Task to carry out
Reproduce the text on Bharat Mata iconography between "A construction of" and "ideals of womanhood.", inclusive, substituting "colonial rulers" for each occurrence of "British".

## Begin Passage given

SocietyPolitics Bharat Mata Iconography: Nationalist Imaginations Of Femininity & The Female Body

Bharat Mata Iconography: Nationalist Imaginations Of Femininity & The Female Body

Historically, Bharat Mata became the most iconic image for the nationalist agenda, and was fiercely propagated to evoke popular imagination about Independence and subsequently, the free nation.

Nationalism in modern nations has often been imagined through gendered metaphors, especially those involving the female body or those evoking the mother figure, a phenomenon that has poignantly shaped national identities. In India, this was found in the anthropological and cartographical rendition of Bharat Mata, whose iconography brought both the female body and mother figure together, moreover revealing the roles of and expectations from an Indian woman. Bharat Mata became the most iconic image for the nationalist agenda, and was fiercely propagated to evoke popular imagination about Independence and subsequently, the free nation.

A construction of femininity

The late 19th century saw a new construction of the woman by the British, based on modernisation practices upheld through a disdain for practices like sati, purdah and child marriage. Indian reformers and nationalist leaders were eager to adapt to these western ideals while retaining a certain ‘Indianness’, possible only by ensuring that these novel freedoms for the ‘new woman’ were exercised with submissiveness, restricted by traditional patriarchal frameworks. Secondly, femininity was imagined in a manner that would enhance the masculinity of Indian men, given the effeminate jibes thrown at the latter by the British; devoted and domesticated, Sita and Savitri were epitomised as ideals of womanhood.

Furthermore, motherhood, an ideal deified in Indian tradition, had to be reasserted given the British scepticism; nationalists proclaimed mattabhav as the ultimate female quality that would guide the future citizens of India.

“The ideology of motherhood could be specifically claimed as their own by the colonised and could help in emphasising their selfhood.”

In the 20th century, the ideal of silent suffering, associated with women, was hailed by Gandhi as the basis of non-violence. Furthermore, the concept of motherhood was elaborated to signify the mother as the ‘defender of civilisation’, prompting significance to the idea of a united motherland. Bharat Mata, aligning the duties of a woman with that of a mother; it additionally aroused nationalist sentiment as “the mother, when in danger, could summon her ‘countless’ children to her aid.”

The concept of motherhood was elaborated to signify the mother as the ‘defender of civilisation’, prompting significance to the idea of a united motherland. Bharat Mata, aligning the duties of a woman with that of a mother; it additionally aroused nationalist sentiment as “the mother, when in danger, could summon her ‘countless’ children to her aid.”

Also read: Bharat Mata and the Ideal Indian Woman

Iconographic miscellany

Bharat Mata was invoked through poetry, literature and, later, movies, and was alternatively projected either as a beautiful weeping woman or as a woman holding a staff, like a trident, inspiring her children to act. For instance, in Bengal, Bharat Mata was imagined as a manifestation of shakti, as the powerful Maa Kali or Durga; she was accorded the status of a cultural artefact that could both be represented as powerful and frail, depending on the situation. For Hindu right organisations like the Sevika Samiti and Durga Vahini, which sought to create a military cadre of empowered women, ‘empowerment’ was situated within a lineage of mother goddesses, especially Bharat Mata, who was invoked in the name of the nation and the awakened Hindu woman.

## End Passage given
## Begin Stored data

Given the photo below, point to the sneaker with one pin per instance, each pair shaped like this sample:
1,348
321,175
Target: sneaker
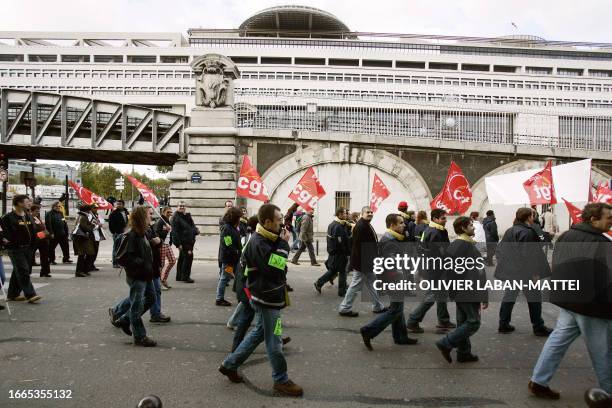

## End Stored data

In response
A construction of femininity

The late 19th century saw a new construction of the woman by the colonial rulers, based on modernisation practices upheld through a disdain for practices like sati, purdah and child marriage. Indian reformers and nationalist leaders were eager to adapt to these western ideals while retaining a certain ‘Indianness’, possible only by ensuring that these novel freedoms for the ‘new woman’ were exercised with submissiveness, restricted by traditional patriarchal frameworks. Secondly, femininity was imagined in a manner that would enhance the masculinity of Indian men, given the effeminate jibes thrown at the latter by the colonial rulers; devoted and domesticated, Sita and Savitri were epitomised as ideals of womanhood.